--- start of DATA ENTRIES ---

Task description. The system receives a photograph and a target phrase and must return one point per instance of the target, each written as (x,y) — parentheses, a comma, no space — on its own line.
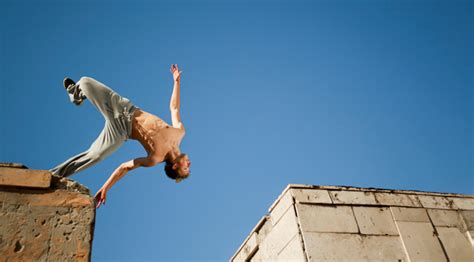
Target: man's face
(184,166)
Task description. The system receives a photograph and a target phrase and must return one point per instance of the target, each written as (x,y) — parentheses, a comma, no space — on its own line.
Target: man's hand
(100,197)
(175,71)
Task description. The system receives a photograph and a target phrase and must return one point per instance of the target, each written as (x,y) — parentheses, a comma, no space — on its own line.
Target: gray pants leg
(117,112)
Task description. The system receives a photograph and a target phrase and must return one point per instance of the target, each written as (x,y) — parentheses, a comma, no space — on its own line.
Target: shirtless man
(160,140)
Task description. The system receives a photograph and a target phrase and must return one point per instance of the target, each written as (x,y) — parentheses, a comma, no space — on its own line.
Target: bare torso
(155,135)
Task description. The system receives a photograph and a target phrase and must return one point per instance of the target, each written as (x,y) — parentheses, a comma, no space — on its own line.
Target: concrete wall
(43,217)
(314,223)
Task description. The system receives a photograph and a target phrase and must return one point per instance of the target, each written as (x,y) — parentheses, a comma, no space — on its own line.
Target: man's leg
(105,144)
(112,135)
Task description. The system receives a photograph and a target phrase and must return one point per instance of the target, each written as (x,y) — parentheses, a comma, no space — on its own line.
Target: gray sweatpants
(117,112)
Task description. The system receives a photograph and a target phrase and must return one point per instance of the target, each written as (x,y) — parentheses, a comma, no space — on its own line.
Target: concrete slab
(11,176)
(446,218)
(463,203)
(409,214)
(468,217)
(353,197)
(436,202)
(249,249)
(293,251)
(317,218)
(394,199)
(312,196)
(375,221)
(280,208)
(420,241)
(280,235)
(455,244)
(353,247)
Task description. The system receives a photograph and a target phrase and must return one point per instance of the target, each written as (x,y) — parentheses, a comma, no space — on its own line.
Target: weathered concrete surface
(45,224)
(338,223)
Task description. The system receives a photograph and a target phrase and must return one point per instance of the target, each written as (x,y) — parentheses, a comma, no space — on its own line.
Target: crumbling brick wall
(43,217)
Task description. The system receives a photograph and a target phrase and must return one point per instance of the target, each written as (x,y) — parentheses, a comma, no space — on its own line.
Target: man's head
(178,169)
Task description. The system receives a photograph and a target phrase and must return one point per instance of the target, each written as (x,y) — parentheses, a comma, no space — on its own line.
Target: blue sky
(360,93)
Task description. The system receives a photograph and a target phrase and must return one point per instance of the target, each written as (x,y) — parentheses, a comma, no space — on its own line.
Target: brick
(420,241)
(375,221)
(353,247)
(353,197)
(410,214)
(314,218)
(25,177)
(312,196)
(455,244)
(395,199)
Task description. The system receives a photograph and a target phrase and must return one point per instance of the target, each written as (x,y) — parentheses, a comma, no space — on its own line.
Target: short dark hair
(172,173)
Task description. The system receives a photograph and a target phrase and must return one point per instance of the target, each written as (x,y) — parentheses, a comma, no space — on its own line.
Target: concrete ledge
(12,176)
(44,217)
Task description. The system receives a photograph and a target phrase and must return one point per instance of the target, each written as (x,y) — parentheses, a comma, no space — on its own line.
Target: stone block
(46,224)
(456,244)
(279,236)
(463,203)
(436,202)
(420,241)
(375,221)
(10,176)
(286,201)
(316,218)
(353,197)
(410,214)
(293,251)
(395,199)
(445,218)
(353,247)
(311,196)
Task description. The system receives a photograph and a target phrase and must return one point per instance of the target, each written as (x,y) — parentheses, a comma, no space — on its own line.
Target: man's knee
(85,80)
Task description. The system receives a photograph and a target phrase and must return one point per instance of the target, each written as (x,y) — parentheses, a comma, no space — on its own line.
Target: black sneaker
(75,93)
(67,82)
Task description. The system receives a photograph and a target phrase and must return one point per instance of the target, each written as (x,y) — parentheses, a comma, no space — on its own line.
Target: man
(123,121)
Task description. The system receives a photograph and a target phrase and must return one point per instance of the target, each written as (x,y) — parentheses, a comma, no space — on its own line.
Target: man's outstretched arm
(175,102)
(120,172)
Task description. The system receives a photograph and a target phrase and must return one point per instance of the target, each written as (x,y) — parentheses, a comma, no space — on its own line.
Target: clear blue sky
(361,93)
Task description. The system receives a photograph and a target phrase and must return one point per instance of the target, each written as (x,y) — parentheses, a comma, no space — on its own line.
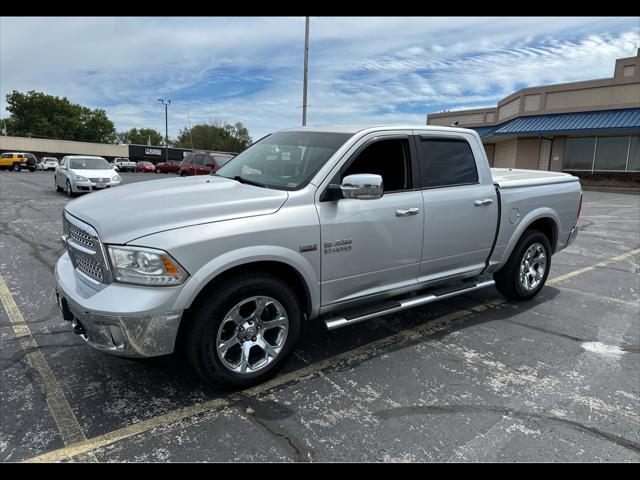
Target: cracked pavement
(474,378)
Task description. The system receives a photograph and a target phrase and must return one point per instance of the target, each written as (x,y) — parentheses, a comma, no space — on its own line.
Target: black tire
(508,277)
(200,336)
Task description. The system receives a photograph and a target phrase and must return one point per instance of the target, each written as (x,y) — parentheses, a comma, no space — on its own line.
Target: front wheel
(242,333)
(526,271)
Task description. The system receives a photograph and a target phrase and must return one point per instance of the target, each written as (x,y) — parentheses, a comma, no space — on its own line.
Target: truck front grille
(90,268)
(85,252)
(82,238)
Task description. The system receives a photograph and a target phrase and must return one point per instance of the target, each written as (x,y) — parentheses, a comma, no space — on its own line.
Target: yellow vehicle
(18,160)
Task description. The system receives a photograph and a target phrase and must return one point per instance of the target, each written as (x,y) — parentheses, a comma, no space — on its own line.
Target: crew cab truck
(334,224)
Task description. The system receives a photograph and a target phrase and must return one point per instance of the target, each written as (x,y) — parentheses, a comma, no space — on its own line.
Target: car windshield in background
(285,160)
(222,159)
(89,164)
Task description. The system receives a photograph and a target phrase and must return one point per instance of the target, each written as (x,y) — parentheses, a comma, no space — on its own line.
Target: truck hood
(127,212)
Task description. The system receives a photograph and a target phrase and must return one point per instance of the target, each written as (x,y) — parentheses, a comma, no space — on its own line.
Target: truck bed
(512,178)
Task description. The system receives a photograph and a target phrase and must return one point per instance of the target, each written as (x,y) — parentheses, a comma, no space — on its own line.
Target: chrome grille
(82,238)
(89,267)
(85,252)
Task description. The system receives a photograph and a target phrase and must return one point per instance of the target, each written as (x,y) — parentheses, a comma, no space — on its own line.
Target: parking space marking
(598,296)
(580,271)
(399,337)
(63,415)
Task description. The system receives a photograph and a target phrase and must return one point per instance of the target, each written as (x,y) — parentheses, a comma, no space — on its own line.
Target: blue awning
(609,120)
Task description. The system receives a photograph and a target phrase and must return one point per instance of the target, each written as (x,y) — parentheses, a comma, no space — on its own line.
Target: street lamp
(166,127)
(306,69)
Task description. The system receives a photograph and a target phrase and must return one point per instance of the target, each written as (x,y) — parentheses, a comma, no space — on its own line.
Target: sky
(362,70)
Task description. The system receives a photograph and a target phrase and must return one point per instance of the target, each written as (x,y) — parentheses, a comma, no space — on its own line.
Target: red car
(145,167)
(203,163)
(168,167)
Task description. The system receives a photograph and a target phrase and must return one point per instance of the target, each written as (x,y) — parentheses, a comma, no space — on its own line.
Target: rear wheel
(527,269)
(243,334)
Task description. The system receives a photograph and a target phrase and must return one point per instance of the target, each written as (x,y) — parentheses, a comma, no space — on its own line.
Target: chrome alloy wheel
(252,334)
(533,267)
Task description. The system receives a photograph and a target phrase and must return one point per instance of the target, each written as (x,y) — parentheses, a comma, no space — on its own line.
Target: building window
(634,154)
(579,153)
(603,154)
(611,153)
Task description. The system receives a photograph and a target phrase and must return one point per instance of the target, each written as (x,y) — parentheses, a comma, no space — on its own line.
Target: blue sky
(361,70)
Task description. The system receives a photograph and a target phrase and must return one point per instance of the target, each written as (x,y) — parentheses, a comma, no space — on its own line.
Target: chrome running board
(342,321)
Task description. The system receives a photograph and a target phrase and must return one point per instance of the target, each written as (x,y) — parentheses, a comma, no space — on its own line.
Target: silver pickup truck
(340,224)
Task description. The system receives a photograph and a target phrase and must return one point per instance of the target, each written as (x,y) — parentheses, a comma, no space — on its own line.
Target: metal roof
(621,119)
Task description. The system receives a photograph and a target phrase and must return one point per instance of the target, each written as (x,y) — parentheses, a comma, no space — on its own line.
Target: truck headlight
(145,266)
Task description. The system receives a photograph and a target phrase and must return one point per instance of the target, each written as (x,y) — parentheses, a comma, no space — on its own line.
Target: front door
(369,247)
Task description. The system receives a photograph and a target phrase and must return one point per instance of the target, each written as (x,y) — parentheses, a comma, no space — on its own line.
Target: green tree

--- end of DATA ENTRIES ---

TASK OBJECTIVE: List every line in the rows above that contains the string "brick", treating uppercase and lowercase letters as different.

RESPONSE TO THE EXERCISE:
Target: crumbling brick wall
Target: brick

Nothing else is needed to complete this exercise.